> About this task:
For the data below, restate word for word only the lines from the line containing "Target: white car's wheel" through the line containing "Q: Point to the wheel", both ends included.

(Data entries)
☆ ☆ ☆ ☆ ☆

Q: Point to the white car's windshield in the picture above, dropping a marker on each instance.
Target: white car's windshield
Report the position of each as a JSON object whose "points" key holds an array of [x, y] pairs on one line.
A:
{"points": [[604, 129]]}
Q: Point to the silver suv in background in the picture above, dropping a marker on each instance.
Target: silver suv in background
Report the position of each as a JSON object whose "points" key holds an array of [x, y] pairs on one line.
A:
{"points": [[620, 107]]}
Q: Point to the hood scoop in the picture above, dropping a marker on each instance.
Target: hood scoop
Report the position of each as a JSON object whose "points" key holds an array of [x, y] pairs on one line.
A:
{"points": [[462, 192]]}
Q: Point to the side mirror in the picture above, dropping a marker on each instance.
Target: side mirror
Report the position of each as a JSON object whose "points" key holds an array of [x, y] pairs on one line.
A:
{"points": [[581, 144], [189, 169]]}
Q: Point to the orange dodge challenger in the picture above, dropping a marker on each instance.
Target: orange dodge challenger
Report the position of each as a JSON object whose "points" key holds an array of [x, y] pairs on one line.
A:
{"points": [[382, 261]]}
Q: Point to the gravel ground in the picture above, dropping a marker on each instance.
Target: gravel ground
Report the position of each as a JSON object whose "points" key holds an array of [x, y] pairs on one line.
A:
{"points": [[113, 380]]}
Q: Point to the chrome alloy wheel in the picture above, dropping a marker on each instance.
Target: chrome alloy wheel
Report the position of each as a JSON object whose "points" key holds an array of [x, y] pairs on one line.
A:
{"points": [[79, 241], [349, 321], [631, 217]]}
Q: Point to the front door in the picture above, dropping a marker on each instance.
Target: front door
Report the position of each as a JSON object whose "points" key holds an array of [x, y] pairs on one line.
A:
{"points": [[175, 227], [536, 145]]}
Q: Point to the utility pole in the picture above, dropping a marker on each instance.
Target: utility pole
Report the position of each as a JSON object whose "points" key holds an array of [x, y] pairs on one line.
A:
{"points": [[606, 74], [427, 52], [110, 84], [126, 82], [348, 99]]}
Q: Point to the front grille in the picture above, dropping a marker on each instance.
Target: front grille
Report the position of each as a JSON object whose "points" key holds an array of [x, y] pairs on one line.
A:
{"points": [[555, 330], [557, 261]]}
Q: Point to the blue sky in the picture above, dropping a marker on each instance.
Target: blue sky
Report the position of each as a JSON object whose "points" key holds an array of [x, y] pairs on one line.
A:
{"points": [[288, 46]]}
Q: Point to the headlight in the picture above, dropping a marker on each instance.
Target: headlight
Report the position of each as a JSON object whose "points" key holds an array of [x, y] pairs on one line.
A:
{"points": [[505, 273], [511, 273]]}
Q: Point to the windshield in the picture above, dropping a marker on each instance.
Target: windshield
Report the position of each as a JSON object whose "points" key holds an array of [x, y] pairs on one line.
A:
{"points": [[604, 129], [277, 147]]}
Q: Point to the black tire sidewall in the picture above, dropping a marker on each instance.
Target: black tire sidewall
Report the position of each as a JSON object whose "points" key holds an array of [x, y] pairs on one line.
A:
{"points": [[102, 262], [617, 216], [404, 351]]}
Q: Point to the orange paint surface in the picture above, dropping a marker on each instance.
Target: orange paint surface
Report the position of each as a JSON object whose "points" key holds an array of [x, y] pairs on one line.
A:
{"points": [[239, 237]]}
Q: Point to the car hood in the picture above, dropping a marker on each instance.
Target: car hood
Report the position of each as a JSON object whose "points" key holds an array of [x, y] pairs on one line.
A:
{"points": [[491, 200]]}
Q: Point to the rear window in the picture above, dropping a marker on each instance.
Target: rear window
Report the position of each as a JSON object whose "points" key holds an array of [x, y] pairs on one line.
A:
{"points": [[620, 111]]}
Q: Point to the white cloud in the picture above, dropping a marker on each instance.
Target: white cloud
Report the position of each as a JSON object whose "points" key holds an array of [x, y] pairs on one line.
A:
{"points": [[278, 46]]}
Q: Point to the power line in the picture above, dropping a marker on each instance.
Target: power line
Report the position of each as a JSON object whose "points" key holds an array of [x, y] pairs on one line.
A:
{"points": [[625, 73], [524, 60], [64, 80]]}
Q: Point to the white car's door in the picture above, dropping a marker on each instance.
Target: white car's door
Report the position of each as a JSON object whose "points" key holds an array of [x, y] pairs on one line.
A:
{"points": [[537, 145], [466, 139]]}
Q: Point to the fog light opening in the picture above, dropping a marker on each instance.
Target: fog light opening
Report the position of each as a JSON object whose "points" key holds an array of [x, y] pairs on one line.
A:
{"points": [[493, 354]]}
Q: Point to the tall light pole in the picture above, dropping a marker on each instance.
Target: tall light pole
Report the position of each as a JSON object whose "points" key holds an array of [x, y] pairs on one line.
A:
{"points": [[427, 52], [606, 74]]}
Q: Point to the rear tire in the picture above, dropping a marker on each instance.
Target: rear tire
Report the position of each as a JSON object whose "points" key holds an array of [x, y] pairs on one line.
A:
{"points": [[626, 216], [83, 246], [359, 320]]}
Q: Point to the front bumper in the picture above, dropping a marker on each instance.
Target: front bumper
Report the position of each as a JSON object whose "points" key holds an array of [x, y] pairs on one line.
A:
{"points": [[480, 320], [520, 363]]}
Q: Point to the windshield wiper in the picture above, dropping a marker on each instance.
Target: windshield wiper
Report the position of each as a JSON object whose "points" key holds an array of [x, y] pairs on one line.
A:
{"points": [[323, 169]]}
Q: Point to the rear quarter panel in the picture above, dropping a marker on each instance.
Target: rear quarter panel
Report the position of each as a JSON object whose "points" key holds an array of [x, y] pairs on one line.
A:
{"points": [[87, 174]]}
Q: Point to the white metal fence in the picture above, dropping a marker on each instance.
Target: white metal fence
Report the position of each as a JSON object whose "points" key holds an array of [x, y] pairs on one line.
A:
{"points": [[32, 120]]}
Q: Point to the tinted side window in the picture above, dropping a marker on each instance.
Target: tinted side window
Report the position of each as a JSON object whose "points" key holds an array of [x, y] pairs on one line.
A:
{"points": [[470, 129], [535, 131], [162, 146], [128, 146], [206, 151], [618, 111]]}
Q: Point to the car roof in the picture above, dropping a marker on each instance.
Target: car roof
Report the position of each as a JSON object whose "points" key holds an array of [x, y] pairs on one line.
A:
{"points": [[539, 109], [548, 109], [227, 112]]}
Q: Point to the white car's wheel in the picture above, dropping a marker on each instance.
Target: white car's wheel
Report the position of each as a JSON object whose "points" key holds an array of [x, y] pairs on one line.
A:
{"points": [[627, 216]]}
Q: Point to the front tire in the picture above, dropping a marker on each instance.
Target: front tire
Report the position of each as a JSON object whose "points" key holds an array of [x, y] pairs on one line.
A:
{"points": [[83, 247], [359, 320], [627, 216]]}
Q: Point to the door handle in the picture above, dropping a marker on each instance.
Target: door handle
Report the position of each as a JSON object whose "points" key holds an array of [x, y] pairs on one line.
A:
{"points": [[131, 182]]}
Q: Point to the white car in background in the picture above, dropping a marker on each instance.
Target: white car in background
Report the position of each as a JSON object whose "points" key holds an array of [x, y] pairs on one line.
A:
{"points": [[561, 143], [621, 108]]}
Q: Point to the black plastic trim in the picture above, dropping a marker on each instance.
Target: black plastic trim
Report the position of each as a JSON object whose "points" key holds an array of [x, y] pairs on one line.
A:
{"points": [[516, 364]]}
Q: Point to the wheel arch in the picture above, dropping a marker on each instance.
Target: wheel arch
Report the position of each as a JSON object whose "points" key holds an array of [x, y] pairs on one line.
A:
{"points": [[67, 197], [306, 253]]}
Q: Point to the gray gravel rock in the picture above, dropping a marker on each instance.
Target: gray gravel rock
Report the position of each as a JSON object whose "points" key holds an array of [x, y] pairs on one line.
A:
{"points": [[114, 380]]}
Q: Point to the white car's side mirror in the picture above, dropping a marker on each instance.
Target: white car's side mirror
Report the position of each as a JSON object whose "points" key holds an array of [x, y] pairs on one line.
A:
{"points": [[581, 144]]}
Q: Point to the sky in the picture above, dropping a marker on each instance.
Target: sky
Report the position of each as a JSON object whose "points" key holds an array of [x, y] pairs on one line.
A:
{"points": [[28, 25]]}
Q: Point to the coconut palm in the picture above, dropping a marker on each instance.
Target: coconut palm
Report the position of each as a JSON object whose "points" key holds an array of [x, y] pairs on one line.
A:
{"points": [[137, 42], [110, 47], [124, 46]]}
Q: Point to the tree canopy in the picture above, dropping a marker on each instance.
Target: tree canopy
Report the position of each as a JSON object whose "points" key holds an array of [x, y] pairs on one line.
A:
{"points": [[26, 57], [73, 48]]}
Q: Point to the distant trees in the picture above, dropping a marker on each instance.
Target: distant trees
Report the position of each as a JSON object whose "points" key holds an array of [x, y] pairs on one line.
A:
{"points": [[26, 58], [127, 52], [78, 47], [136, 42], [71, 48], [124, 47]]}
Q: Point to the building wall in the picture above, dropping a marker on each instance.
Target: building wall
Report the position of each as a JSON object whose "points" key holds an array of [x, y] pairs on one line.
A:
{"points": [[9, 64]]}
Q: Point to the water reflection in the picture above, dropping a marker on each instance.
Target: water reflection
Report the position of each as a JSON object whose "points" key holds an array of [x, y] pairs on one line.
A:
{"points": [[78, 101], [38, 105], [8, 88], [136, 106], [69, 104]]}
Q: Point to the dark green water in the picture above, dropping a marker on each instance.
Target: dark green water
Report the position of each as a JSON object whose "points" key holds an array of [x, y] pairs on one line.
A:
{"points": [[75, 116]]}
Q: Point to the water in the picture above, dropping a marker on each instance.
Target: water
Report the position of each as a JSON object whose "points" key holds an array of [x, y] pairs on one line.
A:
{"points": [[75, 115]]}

☆ ☆ ☆ ☆ ☆

> Answer section:
Target: white car's wheel
Report the position of each as a JSON object whose "points" key holds an array of [x, y] pairs on one line.
A:
{"points": [[627, 216]]}
Q: Point to the front tire in the picture above, dropping a marker on each instance.
Target: front tire
Report the position of each as a JSON object whose "points" key holds an array of [x, y] pairs on one line.
A:
{"points": [[83, 247], [359, 320], [627, 216]]}
Q: Point to the door handle in the picture above, dropping a marker on each instance.
Target: door handle
Report the position of each as a JSON object whose "points" key holds an array of [x, y] pairs on one line.
A:
{"points": [[131, 182]]}
Q: Point to the white car in background in the picture above, dropping a marker on each instance.
Target: white car in background
Report the position of each as a JSON object whose "points" key holds an array of [x, y] pairs on one line.
A:
{"points": [[561, 143], [621, 108]]}
Q: Point to the black plastic trim in the picture above, dropping a marker on each instance.
Target: black plastic trim
Report the position of each as a JSON object whose "points" key holds an array of [x, y] pairs on one line.
A:
{"points": [[516, 364]]}
Q: Point to the wheel arch in the picture above, dropping a marker on each instance.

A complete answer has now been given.